» TASK DETAILS: Read the data that follows. Then repeat it exactly.

Stored data
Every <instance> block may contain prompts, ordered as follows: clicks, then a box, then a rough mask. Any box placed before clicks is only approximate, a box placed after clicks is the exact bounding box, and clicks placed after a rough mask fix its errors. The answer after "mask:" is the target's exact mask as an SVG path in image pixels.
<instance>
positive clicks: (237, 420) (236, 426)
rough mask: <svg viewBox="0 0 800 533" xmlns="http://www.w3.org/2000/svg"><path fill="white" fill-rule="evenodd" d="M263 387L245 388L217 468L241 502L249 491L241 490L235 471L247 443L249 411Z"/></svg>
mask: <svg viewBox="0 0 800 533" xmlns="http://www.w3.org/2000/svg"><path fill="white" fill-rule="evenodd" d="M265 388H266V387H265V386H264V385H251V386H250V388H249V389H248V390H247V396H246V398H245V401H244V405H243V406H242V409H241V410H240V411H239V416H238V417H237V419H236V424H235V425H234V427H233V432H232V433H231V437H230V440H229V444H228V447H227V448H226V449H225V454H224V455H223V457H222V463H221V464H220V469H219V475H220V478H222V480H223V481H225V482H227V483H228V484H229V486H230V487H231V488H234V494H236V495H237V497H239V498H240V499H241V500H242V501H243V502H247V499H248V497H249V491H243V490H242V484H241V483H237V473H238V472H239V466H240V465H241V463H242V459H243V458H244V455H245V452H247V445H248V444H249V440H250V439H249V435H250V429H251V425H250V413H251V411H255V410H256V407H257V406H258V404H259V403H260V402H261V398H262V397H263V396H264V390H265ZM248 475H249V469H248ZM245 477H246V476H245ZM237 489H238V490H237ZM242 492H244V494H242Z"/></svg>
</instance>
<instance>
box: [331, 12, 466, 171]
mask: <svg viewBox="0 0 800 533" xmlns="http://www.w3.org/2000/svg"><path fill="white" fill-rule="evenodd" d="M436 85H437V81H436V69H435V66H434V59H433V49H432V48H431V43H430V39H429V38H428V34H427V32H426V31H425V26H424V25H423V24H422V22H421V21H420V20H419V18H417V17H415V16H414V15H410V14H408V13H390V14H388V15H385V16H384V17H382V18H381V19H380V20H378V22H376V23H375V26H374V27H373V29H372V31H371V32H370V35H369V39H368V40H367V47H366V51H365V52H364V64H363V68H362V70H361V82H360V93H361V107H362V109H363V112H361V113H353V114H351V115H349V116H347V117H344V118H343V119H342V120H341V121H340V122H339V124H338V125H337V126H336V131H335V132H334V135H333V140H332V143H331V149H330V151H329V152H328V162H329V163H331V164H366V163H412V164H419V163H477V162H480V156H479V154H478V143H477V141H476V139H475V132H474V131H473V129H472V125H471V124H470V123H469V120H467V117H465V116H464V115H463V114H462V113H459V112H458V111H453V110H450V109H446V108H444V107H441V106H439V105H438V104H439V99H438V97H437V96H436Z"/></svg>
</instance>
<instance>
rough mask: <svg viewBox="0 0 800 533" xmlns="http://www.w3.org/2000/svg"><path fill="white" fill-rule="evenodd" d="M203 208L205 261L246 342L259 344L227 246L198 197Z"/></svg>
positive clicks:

» THE COMPLETED TASK:
Every <instance> block may contain prompts, ordered as follows: clicks, then a box, then a rough mask. Any box placed before clicks is only approximate, a box placed after clicks is the exact bounding box, and clicks placed after a rough mask fix its errors. The answer after "mask:" is the target's exact mask as an SVG path in image pixels.
<instance>
positive clicks: (237, 420) (236, 426)
rough mask: <svg viewBox="0 0 800 533" xmlns="http://www.w3.org/2000/svg"><path fill="white" fill-rule="evenodd" d="M263 387L245 388L217 468L241 502L249 491L241 490L235 471L247 443L249 411Z"/></svg>
mask: <svg viewBox="0 0 800 533" xmlns="http://www.w3.org/2000/svg"><path fill="white" fill-rule="evenodd" d="M265 388H266V387H265V386H264V385H251V386H250V388H249V389H248V390H247V396H246V398H245V401H244V405H243V406H242V409H241V410H240V411H239V416H238V417H237V419H236V424H235V425H234V427H233V432H232V433H231V437H230V440H229V444H228V447H227V448H226V449H225V454H224V455H223V457H222V463H221V464H220V469H219V475H220V478H222V480H223V481H225V482H227V483H228V484H229V486H230V487H231V488H234V494H236V495H237V497H239V498H240V499H241V500H242V501H243V502H247V499H248V497H249V491H243V490H242V484H241V483H237V473H238V472H239V466H240V465H241V463H242V459H243V458H244V455H245V452H247V445H248V444H249V440H250V439H249V435H250V429H251V425H250V413H251V411H255V410H256V407H257V406H258V404H259V403H260V402H261V398H262V397H263V396H264V390H265ZM248 475H249V469H248ZM245 477H246V476H245ZM237 489H238V490H237ZM242 492H244V494H242Z"/></svg>
</instance>
<instance>
box: [331, 12, 466, 171]
mask: <svg viewBox="0 0 800 533" xmlns="http://www.w3.org/2000/svg"><path fill="white" fill-rule="evenodd" d="M436 85H437V81H436V69H435V66H434V59H433V49H432V48H431V43H430V39H429V38H428V34H427V32H426V31H425V26H424V25H423V24H422V22H421V21H420V20H419V18H417V17H415V16H414V15H410V14H408V13H390V14H388V15H385V16H384V17H382V18H381V19H380V20H378V22H376V23H375V26H374V27H373V29H372V31H371V32H370V35H369V39H368V40H367V47H366V51H365V52H364V64H363V68H362V70H361V82H360V93H361V107H362V109H363V112H361V113H353V114H351V115H349V116H347V117H344V118H343V119H342V120H341V121H340V122H339V124H338V125H337V126H336V131H335V132H334V135H333V140H332V143H331V149H330V151H329V152H328V162H329V163H331V164H366V163H412V164H419V163H477V162H480V156H479V154H478V143H477V141H476V139H475V132H474V131H473V129H472V125H471V124H470V123H469V120H467V117H465V116H464V115H463V114H462V113H459V112H458V111H453V110H450V109H446V108H444V107H441V106H439V105H438V104H439V99H438V97H437V96H436Z"/></svg>
</instance>
<instance>
rough mask: <svg viewBox="0 0 800 533" xmlns="http://www.w3.org/2000/svg"><path fill="white" fill-rule="evenodd" d="M203 208L205 261L246 342L259 344L227 246L198 197Z"/></svg>
positive clicks:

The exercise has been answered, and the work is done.